Your task
Please print every record below exactly as it appears.

[Coordinate labeling data]
-- start --

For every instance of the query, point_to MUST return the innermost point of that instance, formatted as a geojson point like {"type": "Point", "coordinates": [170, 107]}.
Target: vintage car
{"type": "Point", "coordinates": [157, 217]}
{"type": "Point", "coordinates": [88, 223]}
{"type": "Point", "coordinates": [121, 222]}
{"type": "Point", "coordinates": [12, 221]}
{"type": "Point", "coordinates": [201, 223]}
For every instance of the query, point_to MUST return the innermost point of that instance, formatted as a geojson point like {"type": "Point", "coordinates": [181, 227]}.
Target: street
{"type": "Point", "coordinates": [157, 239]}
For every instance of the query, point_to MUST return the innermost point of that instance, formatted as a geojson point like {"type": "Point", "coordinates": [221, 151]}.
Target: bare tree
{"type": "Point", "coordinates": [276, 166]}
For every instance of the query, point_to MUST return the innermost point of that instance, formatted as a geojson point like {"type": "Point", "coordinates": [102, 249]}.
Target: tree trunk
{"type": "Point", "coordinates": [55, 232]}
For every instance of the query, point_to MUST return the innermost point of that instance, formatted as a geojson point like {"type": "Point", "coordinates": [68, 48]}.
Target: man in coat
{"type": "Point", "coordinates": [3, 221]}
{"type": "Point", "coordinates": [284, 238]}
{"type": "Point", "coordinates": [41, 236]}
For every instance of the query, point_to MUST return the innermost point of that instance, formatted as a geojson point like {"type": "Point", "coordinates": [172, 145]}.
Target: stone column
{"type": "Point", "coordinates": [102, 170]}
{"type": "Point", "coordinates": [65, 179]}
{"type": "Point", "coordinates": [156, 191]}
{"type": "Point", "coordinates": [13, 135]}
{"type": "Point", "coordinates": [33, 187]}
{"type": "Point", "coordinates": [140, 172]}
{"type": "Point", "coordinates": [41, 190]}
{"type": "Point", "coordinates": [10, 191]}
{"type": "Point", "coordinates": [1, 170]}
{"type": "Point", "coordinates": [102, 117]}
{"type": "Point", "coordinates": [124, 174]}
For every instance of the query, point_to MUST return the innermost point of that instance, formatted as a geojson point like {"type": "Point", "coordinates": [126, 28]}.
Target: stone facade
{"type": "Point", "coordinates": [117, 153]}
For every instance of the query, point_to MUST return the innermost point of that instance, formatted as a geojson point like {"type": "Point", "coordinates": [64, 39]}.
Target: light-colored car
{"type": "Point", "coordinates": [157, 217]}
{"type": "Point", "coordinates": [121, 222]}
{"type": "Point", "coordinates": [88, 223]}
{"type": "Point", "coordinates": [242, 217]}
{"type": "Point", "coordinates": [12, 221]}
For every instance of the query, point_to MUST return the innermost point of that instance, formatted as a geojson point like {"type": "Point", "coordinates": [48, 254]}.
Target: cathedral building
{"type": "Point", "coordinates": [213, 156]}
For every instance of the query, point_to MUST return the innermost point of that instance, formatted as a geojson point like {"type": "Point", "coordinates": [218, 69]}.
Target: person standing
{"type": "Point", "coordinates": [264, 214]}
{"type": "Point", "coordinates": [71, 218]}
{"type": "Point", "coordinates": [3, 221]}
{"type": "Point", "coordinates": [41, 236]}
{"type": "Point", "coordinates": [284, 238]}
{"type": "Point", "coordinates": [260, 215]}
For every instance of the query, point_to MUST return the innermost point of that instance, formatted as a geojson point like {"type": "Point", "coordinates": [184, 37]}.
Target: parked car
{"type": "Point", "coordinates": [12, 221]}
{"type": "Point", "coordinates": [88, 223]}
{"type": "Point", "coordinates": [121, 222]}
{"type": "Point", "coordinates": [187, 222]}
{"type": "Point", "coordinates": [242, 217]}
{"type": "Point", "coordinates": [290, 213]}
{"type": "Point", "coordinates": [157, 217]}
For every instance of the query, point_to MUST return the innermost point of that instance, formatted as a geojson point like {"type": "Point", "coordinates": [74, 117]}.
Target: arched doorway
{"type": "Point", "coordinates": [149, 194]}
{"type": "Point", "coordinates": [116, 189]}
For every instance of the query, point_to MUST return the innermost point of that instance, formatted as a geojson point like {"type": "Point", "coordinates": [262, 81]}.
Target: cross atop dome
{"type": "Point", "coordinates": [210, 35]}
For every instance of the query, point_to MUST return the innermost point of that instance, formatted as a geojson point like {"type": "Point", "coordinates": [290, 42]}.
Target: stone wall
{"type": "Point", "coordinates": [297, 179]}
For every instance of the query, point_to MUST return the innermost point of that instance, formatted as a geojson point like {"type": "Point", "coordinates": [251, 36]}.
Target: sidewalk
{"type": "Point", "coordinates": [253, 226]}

-- end --

Expected answer
For every instance of the query, point_to MUST return the innermost point of that instance, formatted as a geojson point like {"type": "Point", "coordinates": [170, 107]}.
Target: vintage car
{"type": "Point", "coordinates": [157, 217]}
{"type": "Point", "coordinates": [88, 223]}
{"type": "Point", "coordinates": [121, 222]}
{"type": "Point", "coordinates": [12, 221]}
{"type": "Point", "coordinates": [201, 223]}
For every instance of the query, point_to MUST return the innermost point of that instance, formatted as a geojson point like {"type": "Point", "coordinates": [181, 227]}.
Target: street
{"type": "Point", "coordinates": [157, 239]}
For every instance of the query, point_to MUST return the innermost point of that instance, formatted as a geojson point like {"type": "Point", "coordinates": [221, 151]}.
Target: bare tree
{"type": "Point", "coordinates": [276, 166]}
For every instance of the query, point_to MUST return the innermost point of that instance, formatted as a geojson point like {"type": "Point", "coordinates": [102, 249]}.
Target: tree trunk
{"type": "Point", "coordinates": [55, 232]}
For every instance of the query, point_to MUST return the innermost point of that instance, formatted as a geojson point like {"type": "Point", "coordinates": [68, 48]}.
Target: man in coat
{"type": "Point", "coordinates": [3, 221]}
{"type": "Point", "coordinates": [284, 238]}
{"type": "Point", "coordinates": [41, 236]}
For every instance of the query, point_to MUST return the innermost point of that instance, formatted as a geojson point like {"type": "Point", "coordinates": [172, 145]}.
Target: stone column
{"type": "Point", "coordinates": [102, 170]}
{"type": "Point", "coordinates": [65, 179]}
{"type": "Point", "coordinates": [156, 191]}
{"type": "Point", "coordinates": [13, 135]}
{"type": "Point", "coordinates": [33, 187]}
{"type": "Point", "coordinates": [140, 172]}
{"type": "Point", "coordinates": [41, 190]}
{"type": "Point", "coordinates": [10, 191]}
{"type": "Point", "coordinates": [1, 170]}
{"type": "Point", "coordinates": [102, 117]}
{"type": "Point", "coordinates": [124, 174]}
For every instance of the query, point_to MUST return the innermost point of that instance, formatted as a geojson point like {"type": "Point", "coordinates": [126, 28]}.
Target: stone facade
{"type": "Point", "coordinates": [117, 153]}
For every instance of the query, point_to MUST return the innermost point of that instance, formatted as a geojson point like {"type": "Point", "coordinates": [64, 39]}.
Target: light-colored car
{"type": "Point", "coordinates": [157, 217]}
{"type": "Point", "coordinates": [121, 222]}
{"type": "Point", "coordinates": [88, 223]}
{"type": "Point", "coordinates": [242, 217]}
{"type": "Point", "coordinates": [12, 221]}
For every instance of the query, point_to MUST return the innermost point of that instance, formatted as a geojson point like {"type": "Point", "coordinates": [48, 254]}.
Target: cathedral building
{"type": "Point", "coordinates": [213, 156]}
For every instance of the query, point_to MUST return the innermost point of that instance, formatted as a geojson point like {"type": "Point", "coordinates": [218, 69]}.
Target: person standing
{"type": "Point", "coordinates": [264, 214]}
{"type": "Point", "coordinates": [71, 218]}
{"type": "Point", "coordinates": [3, 221]}
{"type": "Point", "coordinates": [41, 236]}
{"type": "Point", "coordinates": [284, 238]}
{"type": "Point", "coordinates": [260, 215]}
For every instance of the query, point_to MUST return the innermost point of that instance, formatted as a geojson point like {"type": "Point", "coordinates": [184, 37]}.
Target: parked car
{"type": "Point", "coordinates": [12, 221]}
{"type": "Point", "coordinates": [88, 223]}
{"type": "Point", "coordinates": [121, 222]}
{"type": "Point", "coordinates": [187, 222]}
{"type": "Point", "coordinates": [242, 217]}
{"type": "Point", "coordinates": [290, 213]}
{"type": "Point", "coordinates": [157, 217]}
For every instance of the query, point_to MUST return the innermost point of that instance, formatted as a geojson point like {"type": "Point", "coordinates": [74, 117]}.
Target: arched doorway
{"type": "Point", "coordinates": [149, 194]}
{"type": "Point", "coordinates": [116, 189]}
For every instance of the query, point_to MUST return the innermost point of that instance, formatted as a geojson point like {"type": "Point", "coordinates": [262, 81]}.
Target: cross atop dome
{"type": "Point", "coordinates": [210, 35]}
For every instance of the query, point_to MUST return the innermost point of that instance, formatted as a geojson point like {"type": "Point", "coordinates": [290, 42]}.
Target: stone wall
{"type": "Point", "coordinates": [297, 179]}
For every instance of the query, point_to MUST return the innermost point of that instance, formatted as a geojson point like {"type": "Point", "coordinates": [251, 36]}.
Target: sidewalk
{"type": "Point", "coordinates": [253, 226]}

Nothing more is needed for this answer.